* Problem statement *
Identify every line in the entries below that contains the string "black", and copy each of those lines. Case counts.

• • • •

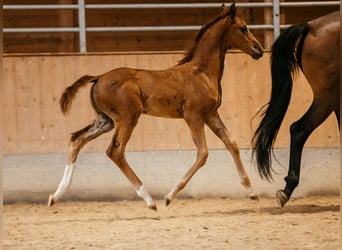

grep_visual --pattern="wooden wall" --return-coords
[1,52,339,154]
[4,0,338,53]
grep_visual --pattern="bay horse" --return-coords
[48,4,263,210]
[252,11,340,207]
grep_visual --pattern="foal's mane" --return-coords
[178,13,229,65]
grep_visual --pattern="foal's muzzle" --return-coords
[252,43,264,60]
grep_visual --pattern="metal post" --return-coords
[78,0,87,53]
[273,0,280,40]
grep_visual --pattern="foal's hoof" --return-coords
[48,195,55,207]
[249,194,259,201]
[165,197,171,206]
[148,204,157,212]
[276,190,289,208]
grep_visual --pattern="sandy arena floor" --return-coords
[3,196,340,250]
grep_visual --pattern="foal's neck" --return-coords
[192,19,228,83]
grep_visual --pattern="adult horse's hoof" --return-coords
[249,194,259,201]
[148,204,157,212]
[276,190,289,208]
[48,195,55,207]
[165,197,171,206]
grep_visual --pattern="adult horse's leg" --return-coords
[334,108,340,129]
[276,96,333,207]
[48,115,114,206]
[165,118,208,206]
[107,115,157,210]
[206,112,259,200]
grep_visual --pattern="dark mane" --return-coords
[177,13,227,65]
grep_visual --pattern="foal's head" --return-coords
[222,3,264,59]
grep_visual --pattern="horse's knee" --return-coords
[197,151,209,166]
[228,140,240,155]
[290,121,310,147]
[106,141,124,166]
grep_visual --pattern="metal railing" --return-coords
[3,0,340,52]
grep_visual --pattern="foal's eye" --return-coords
[240,25,247,35]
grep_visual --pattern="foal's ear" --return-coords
[227,2,236,19]
[221,3,229,15]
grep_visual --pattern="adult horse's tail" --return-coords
[59,75,98,115]
[252,23,309,180]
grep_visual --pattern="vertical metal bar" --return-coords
[273,0,280,40]
[78,0,87,53]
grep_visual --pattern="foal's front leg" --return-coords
[106,118,157,210]
[206,112,259,200]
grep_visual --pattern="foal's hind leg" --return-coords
[107,115,157,210]
[206,113,259,200]
[48,116,114,206]
[165,118,208,205]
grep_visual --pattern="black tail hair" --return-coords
[252,23,309,180]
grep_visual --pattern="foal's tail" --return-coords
[252,23,309,180]
[59,75,98,115]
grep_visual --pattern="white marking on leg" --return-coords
[136,185,156,207]
[52,164,75,202]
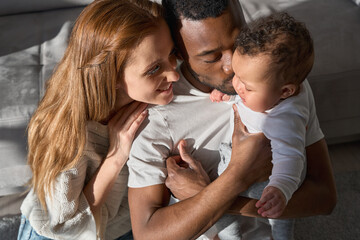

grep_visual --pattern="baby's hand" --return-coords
[210,89,230,102]
[255,186,286,218]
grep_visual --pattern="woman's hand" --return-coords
[106,102,147,167]
[225,105,272,187]
[165,140,210,200]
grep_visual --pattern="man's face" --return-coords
[177,6,242,94]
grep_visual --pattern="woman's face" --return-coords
[121,20,179,105]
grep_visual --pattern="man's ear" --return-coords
[281,83,298,99]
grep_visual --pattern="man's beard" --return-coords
[187,64,236,95]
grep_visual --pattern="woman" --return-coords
[18,0,179,240]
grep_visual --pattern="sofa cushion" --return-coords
[0,0,93,15]
[0,7,82,196]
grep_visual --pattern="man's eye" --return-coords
[204,54,221,63]
[147,65,160,75]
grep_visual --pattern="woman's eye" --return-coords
[170,48,177,56]
[147,65,160,75]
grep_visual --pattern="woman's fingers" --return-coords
[124,110,148,139]
[178,140,198,170]
[232,104,248,138]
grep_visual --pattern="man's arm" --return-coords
[129,106,271,239]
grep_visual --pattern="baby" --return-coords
[210,13,324,239]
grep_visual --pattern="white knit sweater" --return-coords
[21,122,131,240]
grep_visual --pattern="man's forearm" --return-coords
[229,139,336,218]
[129,165,248,239]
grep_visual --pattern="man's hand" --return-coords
[256,186,286,218]
[165,140,210,200]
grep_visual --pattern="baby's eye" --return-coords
[147,65,160,75]
[245,87,252,92]
[204,54,222,63]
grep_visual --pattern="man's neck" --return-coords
[180,63,213,93]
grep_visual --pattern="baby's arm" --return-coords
[256,186,287,218]
[210,89,230,102]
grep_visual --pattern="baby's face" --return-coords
[232,50,282,112]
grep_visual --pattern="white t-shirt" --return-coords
[127,68,231,188]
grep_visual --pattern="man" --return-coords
[128,0,336,239]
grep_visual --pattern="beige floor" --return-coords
[0,141,360,217]
[329,141,360,173]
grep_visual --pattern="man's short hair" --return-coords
[162,0,229,20]
[235,12,314,84]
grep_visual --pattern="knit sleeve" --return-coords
[39,159,96,239]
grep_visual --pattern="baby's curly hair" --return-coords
[235,12,314,84]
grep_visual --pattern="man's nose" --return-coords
[222,50,233,74]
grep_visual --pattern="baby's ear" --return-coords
[281,83,298,99]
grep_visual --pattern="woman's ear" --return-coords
[281,83,298,99]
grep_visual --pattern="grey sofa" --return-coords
[0,0,360,206]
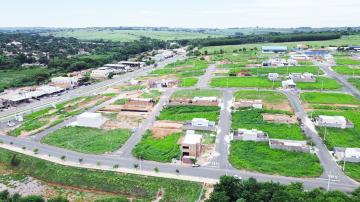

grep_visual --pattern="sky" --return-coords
[0,0,360,28]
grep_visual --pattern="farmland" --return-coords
[229,141,322,177]
[41,127,131,154]
[210,77,281,88]
[300,92,360,104]
[171,90,221,99]
[0,149,201,201]
[157,105,220,121]
[43,29,224,42]
[132,131,181,162]
[232,108,304,140]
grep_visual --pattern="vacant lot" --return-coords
[132,131,181,162]
[229,141,322,177]
[180,78,199,87]
[332,66,360,76]
[41,127,131,154]
[210,77,281,88]
[171,90,221,99]
[0,149,201,201]
[232,108,304,140]
[157,105,220,121]
[301,92,360,104]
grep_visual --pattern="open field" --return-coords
[348,78,360,90]
[157,105,220,121]
[0,149,201,201]
[210,77,281,88]
[312,108,360,150]
[300,92,360,104]
[43,29,225,41]
[132,131,181,162]
[180,77,199,87]
[232,108,305,140]
[332,66,360,76]
[201,35,360,54]
[41,127,131,154]
[8,96,110,136]
[229,141,322,177]
[171,90,221,99]
[0,67,50,92]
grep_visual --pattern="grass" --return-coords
[229,141,322,177]
[234,90,287,104]
[171,89,221,99]
[180,77,199,87]
[157,105,220,121]
[0,149,201,202]
[296,77,342,90]
[232,108,305,140]
[300,92,360,104]
[210,77,281,88]
[348,78,360,90]
[332,66,360,76]
[132,131,181,162]
[41,127,131,154]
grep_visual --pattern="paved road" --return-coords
[284,91,353,183]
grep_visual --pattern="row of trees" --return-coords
[207,176,360,202]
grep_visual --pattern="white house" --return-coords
[71,112,106,128]
[315,115,354,129]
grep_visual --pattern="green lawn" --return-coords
[157,105,220,121]
[210,77,281,88]
[180,77,199,87]
[229,141,323,177]
[41,127,131,154]
[232,108,305,140]
[234,90,287,104]
[0,149,202,202]
[171,89,221,99]
[296,77,342,90]
[332,66,360,76]
[300,92,360,104]
[132,131,181,162]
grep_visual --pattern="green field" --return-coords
[132,131,181,162]
[229,141,323,177]
[46,29,224,41]
[332,66,360,76]
[210,77,281,88]
[0,67,50,92]
[300,92,360,104]
[296,77,341,90]
[41,127,131,154]
[234,90,287,104]
[348,78,360,90]
[312,108,360,150]
[232,108,305,140]
[157,105,220,121]
[201,35,360,54]
[180,77,199,87]
[0,149,201,202]
[171,90,221,99]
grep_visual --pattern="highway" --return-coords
[0,56,359,191]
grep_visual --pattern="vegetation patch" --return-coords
[41,127,131,154]
[157,105,220,121]
[229,141,323,177]
[132,131,181,162]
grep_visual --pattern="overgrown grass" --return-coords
[132,131,181,162]
[229,141,322,177]
[41,127,131,154]
[0,149,201,202]
[171,89,221,99]
[300,92,360,104]
[157,105,220,121]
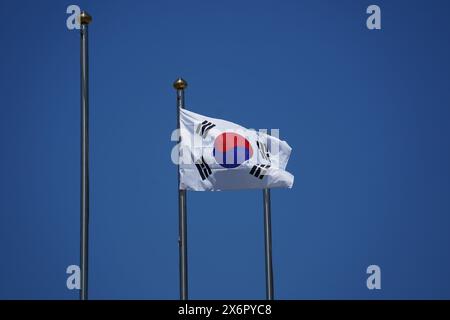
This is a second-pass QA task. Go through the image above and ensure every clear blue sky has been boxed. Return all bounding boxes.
[0,0,450,299]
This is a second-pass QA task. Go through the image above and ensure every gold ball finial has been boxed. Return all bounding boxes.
[80,11,92,24]
[173,78,187,90]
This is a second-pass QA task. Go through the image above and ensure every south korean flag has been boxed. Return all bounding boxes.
[179,109,294,191]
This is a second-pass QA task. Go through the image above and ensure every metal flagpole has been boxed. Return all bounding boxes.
[173,78,188,300]
[263,188,273,300]
[80,11,92,300]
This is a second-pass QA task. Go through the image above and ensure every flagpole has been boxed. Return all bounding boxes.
[263,188,273,300]
[173,78,188,300]
[80,11,92,300]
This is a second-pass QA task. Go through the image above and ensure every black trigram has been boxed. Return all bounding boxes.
[195,120,216,138]
[250,164,270,179]
[195,157,212,180]
[256,140,270,161]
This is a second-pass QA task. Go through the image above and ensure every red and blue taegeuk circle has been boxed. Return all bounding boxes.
[213,132,253,169]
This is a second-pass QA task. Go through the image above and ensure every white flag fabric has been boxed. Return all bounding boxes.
[179,109,294,191]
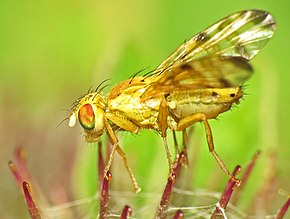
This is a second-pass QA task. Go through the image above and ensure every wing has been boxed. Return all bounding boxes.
[142,10,275,99]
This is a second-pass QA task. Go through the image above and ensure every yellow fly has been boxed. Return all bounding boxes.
[69,10,276,192]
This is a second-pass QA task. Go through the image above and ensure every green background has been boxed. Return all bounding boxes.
[0,0,290,218]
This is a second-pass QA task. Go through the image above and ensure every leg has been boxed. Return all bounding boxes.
[163,137,174,179]
[172,130,180,161]
[104,118,141,193]
[177,113,241,185]
[182,129,188,167]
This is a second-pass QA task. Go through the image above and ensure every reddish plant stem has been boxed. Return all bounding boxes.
[98,141,105,187]
[211,165,241,219]
[99,171,112,219]
[232,151,261,205]
[8,160,23,188]
[156,173,176,218]
[120,205,132,219]
[22,181,41,219]
[173,210,183,219]
[275,196,290,219]
[156,152,186,218]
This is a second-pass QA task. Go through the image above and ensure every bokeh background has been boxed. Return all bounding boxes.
[0,0,290,218]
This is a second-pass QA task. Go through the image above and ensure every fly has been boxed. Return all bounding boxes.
[69,10,276,192]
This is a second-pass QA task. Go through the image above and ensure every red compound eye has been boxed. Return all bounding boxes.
[78,103,95,130]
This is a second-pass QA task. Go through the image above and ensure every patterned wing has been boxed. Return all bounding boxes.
[142,10,276,99]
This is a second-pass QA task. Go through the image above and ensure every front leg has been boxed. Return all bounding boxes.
[176,113,241,185]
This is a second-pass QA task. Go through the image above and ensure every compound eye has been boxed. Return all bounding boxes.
[78,103,95,130]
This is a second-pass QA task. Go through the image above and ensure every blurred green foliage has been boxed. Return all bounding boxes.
[0,0,290,218]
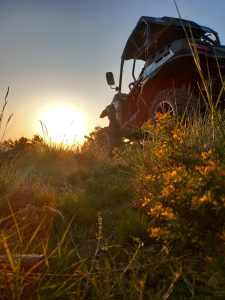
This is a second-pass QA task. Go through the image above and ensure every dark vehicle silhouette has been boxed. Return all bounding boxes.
[98,17,225,155]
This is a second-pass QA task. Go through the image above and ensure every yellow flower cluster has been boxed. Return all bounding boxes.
[149,203,174,219]
[171,127,185,144]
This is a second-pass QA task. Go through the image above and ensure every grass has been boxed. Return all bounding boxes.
[0,7,225,300]
[0,109,225,299]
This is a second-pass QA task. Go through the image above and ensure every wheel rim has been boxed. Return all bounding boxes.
[155,101,176,116]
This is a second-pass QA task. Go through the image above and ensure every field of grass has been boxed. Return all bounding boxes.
[0,106,225,299]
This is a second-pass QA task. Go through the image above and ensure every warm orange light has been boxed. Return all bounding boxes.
[39,103,87,145]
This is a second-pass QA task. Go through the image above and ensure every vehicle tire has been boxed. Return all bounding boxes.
[97,127,118,157]
[149,87,200,118]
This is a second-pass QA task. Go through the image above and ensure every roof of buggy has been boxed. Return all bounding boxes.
[121,16,217,60]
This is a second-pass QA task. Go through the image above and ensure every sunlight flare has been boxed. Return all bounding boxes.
[39,103,87,145]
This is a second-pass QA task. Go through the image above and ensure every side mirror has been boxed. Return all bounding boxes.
[106,72,115,85]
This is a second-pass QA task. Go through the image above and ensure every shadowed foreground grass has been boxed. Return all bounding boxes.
[0,111,225,299]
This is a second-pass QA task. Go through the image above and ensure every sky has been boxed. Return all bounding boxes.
[0,0,225,144]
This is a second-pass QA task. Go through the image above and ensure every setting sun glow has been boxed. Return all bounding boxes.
[39,103,87,145]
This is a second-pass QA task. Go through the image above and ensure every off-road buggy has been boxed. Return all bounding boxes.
[98,17,225,155]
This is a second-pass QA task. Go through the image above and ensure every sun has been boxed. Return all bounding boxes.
[39,103,87,145]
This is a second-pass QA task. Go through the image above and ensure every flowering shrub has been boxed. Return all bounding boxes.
[125,114,225,246]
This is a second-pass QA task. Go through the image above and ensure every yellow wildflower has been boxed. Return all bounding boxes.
[150,227,160,237]
[201,149,212,160]
[199,191,212,204]
[141,197,150,207]
[162,184,175,197]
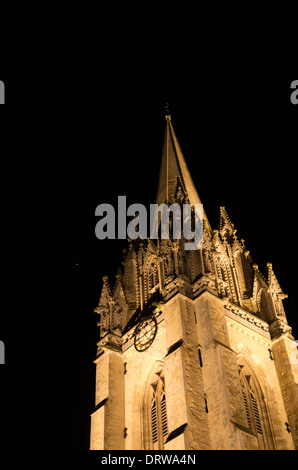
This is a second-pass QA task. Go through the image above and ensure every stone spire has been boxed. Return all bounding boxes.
[156,105,210,228]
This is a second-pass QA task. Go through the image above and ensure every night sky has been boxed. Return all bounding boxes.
[0,1,298,450]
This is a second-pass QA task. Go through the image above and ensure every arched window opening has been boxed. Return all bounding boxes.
[150,376,168,450]
[239,365,274,449]
[148,263,159,293]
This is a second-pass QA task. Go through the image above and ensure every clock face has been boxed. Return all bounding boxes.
[134,316,157,352]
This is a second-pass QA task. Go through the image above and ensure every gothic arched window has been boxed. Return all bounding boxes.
[239,365,274,449]
[149,375,168,450]
[148,263,158,293]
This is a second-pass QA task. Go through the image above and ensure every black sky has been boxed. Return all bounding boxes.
[0,1,298,449]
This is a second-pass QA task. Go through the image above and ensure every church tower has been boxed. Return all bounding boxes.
[90,114,298,450]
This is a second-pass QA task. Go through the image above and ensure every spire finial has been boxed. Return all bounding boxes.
[164,102,171,120]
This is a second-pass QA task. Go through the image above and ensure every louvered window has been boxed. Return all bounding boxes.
[250,390,263,434]
[151,377,168,450]
[240,370,263,435]
[151,397,158,444]
[239,364,275,449]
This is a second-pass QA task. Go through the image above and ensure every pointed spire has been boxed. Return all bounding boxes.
[156,107,210,228]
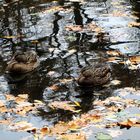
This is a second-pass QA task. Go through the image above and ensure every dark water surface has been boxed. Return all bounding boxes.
[0,0,140,140]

• • • •

* Answer for the task *
grep_visual --pattern="black tail hair" --return-coords
This is a second-pass QA task. Go through the image above and ensure every black trigram has been boxed. Return all bounding boxes.
This is a second-pass QA task. Go through the image above and ensure every black sky has been boxed. Return all bounding boxes.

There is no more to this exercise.